WHAT TO DO |
Each entry below should be reproduced character for character.

LISTING |
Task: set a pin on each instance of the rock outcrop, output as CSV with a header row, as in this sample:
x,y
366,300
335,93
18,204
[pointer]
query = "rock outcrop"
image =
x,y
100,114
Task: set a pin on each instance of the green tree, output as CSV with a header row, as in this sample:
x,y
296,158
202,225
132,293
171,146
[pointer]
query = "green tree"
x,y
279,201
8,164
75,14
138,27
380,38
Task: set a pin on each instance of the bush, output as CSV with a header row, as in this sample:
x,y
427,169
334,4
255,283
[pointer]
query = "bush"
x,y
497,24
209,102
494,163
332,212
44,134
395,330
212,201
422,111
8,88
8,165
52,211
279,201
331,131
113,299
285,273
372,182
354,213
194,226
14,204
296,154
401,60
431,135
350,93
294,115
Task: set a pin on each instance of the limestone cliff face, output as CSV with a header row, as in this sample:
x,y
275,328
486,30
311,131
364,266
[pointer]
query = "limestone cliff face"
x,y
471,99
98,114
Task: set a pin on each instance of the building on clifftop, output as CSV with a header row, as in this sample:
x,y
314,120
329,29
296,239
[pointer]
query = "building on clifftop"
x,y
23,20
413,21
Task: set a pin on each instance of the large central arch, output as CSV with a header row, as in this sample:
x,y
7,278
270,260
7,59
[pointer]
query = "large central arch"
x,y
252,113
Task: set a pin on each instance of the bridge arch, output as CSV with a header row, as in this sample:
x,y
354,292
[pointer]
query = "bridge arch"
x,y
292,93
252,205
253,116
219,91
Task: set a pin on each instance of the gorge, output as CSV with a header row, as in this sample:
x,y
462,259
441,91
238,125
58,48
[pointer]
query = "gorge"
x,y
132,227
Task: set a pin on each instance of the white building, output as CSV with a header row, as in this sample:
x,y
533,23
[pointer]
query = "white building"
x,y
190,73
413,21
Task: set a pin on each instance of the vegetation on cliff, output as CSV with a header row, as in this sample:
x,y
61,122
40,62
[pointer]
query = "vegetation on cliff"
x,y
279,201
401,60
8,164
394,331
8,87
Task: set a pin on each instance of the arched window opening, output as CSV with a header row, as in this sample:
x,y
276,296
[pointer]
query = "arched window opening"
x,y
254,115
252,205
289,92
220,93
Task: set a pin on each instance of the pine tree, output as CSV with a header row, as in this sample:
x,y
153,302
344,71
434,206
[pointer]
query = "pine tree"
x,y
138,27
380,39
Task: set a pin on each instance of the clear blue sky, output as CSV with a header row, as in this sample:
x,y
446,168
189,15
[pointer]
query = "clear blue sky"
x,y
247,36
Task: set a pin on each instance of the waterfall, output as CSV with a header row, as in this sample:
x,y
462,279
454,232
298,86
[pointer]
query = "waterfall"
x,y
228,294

REPLY TO THE EXERCISE |
Task: set a pin on each instance of the rock outcrop, output as CSV with a header row, as in this sample:
x,y
366,300
335,93
18,204
[pointer]
query = "rock outcrop"
image =
x,y
100,114
Task: set a pin on each instance of the green tree, output as CSV with a header row, as in this sample:
x,y
296,158
202,225
132,293
171,146
[pointer]
query = "green tree"
x,y
279,201
8,164
75,14
138,27
380,38
Task: set a pin on each instance of the bush, output as CSV with a header row, as in this sample:
x,y
427,169
334,4
255,283
[pointer]
query = "bush"
x,y
497,24
209,102
494,163
332,212
44,134
395,330
212,201
422,111
8,88
8,165
52,211
279,201
331,131
113,299
285,273
372,182
354,213
194,226
14,204
296,154
401,60
431,135
350,93
294,115
Task: set a pin on each instance of the limestone cliff face, output as CSV with a header row, as in this sample:
x,y
275,328
486,30
311,131
364,266
[pointer]
query = "limestone cliff face"
x,y
471,99
98,114
Task: set a pin on each instance of the building on clifftop, output as CSV with a header row, as in this sample:
x,y
314,120
329,29
296,239
[pointer]
query = "building on clifftop"
x,y
23,20
413,21
Task: set a pin on each instance of the large central arch, output as CSV with a header row, as in this sample:
x,y
7,278
270,260
7,59
[pointer]
query = "large central arch"
x,y
252,113
Task: set a pin on each instance of the bridge arch, output as CSV with a header row, as in this sample:
x,y
354,292
[pointer]
query = "bridge arch"
x,y
292,93
252,205
253,116
219,91
Task: set a pin on each instance of the gorge, output as CSV with a header row, as in this sample:
x,y
462,259
441,91
238,125
58,48
[pointer]
query = "gorge"
x,y
132,227
Task: set a pin on each instance of the white building, output as CSV with a header row, as in this sample:
x,y
533,23
[pointer]
query = "white building"
x,y
190,73
413,21
Task: set a pin on each instance of the vegetation on cliff, output as CSV with a header row, as in this sample:
x,y
61,122
40,62
[pointer]
query = "vegetation on cliff"
x,y
279,201
401,60
8,164
394,331
8,87
Task: set a pin on each instance of the arched window opening, output as CSV with a header row, as in this sample:
x,y
276,296
[pointer]
query = "arched window opening"
x,y
254,115
252,205
289,92
220,93
Task: set a pin on each instance of the pine tree, output as CSV with a header row, as in this sample:
x,y
153,302
344,71
434,206
[pointer]
query = "pine tree"
x,y
138,27
380,39
Task: set a pin on each instance of the clear blue sky, output as CSV with a header row, as in this sample:
x,y
446,168
189,15
[pointer]
query = "clear blue sky"
x,y
247,36
Task: set a pin on each instance of the waterfall, output as CSV with a header row, as in this sample:
x,y
462,279
454,232
298,86
[pointer]
query = "waterfall"
x,y
228,294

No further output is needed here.